-- INPUT FOR THIS TASK follows --

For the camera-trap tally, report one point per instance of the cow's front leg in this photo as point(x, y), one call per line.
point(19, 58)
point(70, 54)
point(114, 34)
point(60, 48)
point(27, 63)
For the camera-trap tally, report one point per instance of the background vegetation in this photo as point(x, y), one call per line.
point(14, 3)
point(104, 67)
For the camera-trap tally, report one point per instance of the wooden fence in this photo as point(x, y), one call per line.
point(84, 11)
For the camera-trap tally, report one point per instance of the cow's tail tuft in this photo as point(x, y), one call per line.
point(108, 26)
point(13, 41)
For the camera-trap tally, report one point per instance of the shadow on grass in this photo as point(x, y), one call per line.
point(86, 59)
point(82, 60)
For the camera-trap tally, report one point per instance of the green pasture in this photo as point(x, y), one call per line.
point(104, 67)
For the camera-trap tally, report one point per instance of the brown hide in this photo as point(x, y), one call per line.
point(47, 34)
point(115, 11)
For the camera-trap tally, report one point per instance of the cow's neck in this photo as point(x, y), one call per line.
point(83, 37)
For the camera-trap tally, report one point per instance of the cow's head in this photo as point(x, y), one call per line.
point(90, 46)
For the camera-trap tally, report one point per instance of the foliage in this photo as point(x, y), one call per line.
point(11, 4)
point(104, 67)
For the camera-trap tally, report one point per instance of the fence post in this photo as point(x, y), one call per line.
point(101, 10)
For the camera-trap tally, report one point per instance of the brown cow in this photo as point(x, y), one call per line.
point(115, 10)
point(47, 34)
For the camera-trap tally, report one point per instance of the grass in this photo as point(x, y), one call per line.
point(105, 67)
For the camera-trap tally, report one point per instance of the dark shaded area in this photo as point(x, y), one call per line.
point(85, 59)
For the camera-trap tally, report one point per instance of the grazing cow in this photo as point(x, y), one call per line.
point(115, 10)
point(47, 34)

-- INPUT FOR THIS TASK concluded --

> _ASSIGNMENT_:
Once you reach the line that contains "of the foliage", transcribe it and all remaining lines of the listing exactly; skip everything before it.

> _TASK RESPONSE_:
For the camera-trap tally, report one point per instance of the foliage in this photo as point(x, y), one call per line.
point(11, 4)
point(104, 67)
For the camera-trap tally, report one point per instance of the fence post in this photo as point(x, y), one call per line.
point(101, 10)
For the camera-trap tally, report one point per instance of the brown cow in this photo as point(x, y), one call per line.
point(115, 10)
point(47, 34)
For the camera-trap tally, report one point per instance of the grass in this photo as point(x, y), one call per line.
point(105, 67)
For the camera-trap tally, report one point per instance of the dark shaded area in this photo as point(x, y), one call per line.
point(85, 59)
For the camera-trap tally, report one point per instance of the grazing cow in this photo as point(x, y), one call per line.
point(115, 10)
point(47, 34)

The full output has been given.